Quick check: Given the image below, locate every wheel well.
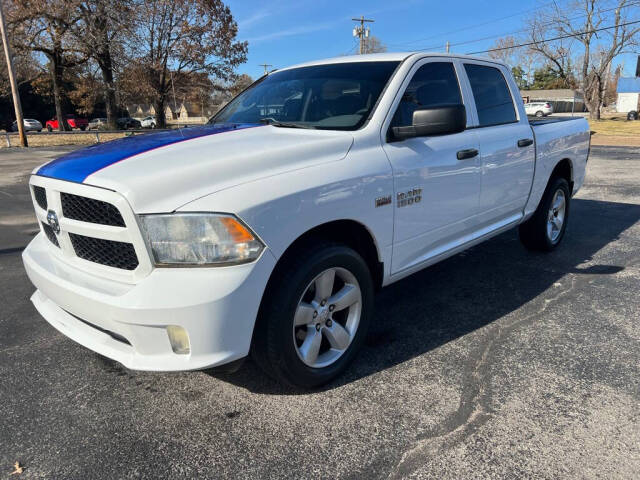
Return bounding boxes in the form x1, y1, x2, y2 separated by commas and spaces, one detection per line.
272, 220, 384, 289
549, 158, 573, 193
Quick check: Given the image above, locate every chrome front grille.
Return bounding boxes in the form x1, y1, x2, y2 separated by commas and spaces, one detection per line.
31, 175, 152, 283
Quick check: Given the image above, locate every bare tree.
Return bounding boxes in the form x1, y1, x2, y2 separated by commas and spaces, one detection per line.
530, 0, 640, 119
131, 0, 247, 127
73, 0, 133, 128
8, 0, 87, 131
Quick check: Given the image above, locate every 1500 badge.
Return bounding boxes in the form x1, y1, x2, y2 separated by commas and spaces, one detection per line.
396, 188, 422, 208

▶ [Required work]
Which lines in the items above contain the string "Quick", with case matching? Copy out each of those lines.

▶ [Reply]
Quick check: Given the image below, locate every wheel well.
Quick check: Given the image above, locate every chrome front grille.
Quick check: Given the image above, locate every bare tree.
Quick check: Given the image above, locate every 1500 badge.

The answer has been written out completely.